| REQUIRED TASK |
Quote verbatim the records from the line containing "segment white swan" through the end of the records, inclusive.

>> start STORED RECORDS

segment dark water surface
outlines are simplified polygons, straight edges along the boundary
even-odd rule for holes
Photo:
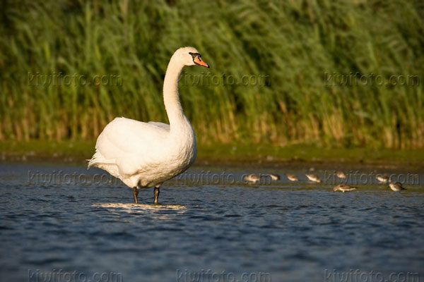
[[[137,206],[131,190],[111,178],[91,183],[100,170],[1,164],[1,281],[334,281],[342,273],[355,281],[355,271],[367,281],[423,281],[419,184],[341,193],[305,176],[296,184],[282,178],[247,185],[237,180],[254,169],[205,171],[186,174],[203,173],[200,180],[165,183],[163,205]],[[46,178],[52,174],[54,180]],[[153,195],[141,190],[139,201],[150,204]],[[420,280],[401,280],[410,273]]]

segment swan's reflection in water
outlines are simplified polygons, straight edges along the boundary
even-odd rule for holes
[[[98,203],[93,204],[93,207],[103,207],[107,209],[110,209],[111,212],[124,212],[128,213],[144,213],[146,211],[153,212],[161,212],[160,214],[158,214],[157,216],[160,219],[166,219],[167,214],[163,214],[163,212],[170,211],[173,212],[175,214],[175,212],[177,214],[182,214],[186,212],[186,207],[179,204],[134,204],[134,203]]]

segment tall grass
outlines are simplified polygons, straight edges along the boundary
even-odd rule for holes
[[[420,3],[2,2],[0,140],[92,140],[121,116],[166,122],[167,62],[178,47],[194,46],[211,68],[186,68],[179,92],[200,142],[422,148]],[[333,78],[329,85],[326,73],[378,75],[384,83],[413,75],[416,83],[346,85]],[[54,74],[117,75],[122,85],[40,82]],[[237,85],[251,75],[266,78]]]

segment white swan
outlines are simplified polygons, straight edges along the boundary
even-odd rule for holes
[[[95,153],[88,168],[97,166],[133,188],[134,202],[139,189],[155,187],[158,204],[160,185],[187,170],[196,154],[196,136],[184,114],[178,94],[178,80],[184,66],[208,68],[193,47],[180,48],[167,66],[163,82],[163,102],[170,124],[143,123],[116,118],[98,137]]]

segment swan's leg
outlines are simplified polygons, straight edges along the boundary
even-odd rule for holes
[[[155,186],[155,201],[153,204],[158,204],[159,201],[159,188],[160,187],[160,184]]]
[[[133,196],[134,196],[134,204],[138,204],[137,197],[139,197],[139,189],[136,186],[133,188]]]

>> end STORED RECORDS

| RESULT |
segment white swan
outlines are simplified polygons, straight edges along the boundary
even-odd rule for holes
[[[95,153],[88,168],[97,166],[133,188],[134,202],[139,189],[155,187],[158,204],[160,185],[187,170],[196,154],[196,136],[184,114],[178,94],[178,80],[184,66],[208,68],[193,47],[180,48],[167,66],[163,82],[163,102],[170,124],[143,123],[116,118],[98,137]]]

segment swan's leg
outlines are simplified polygons, straight edges along the boundary
even-odd rule for holes
[[[155,186],[155,201],[153,204],[158,204],[159,201],[159,188],[160,187],[160,184]]]
[[[133,196],[134,196],[134,204],[138,204],[137,197],[139,197],[139,189],[136,186],[133,188]]]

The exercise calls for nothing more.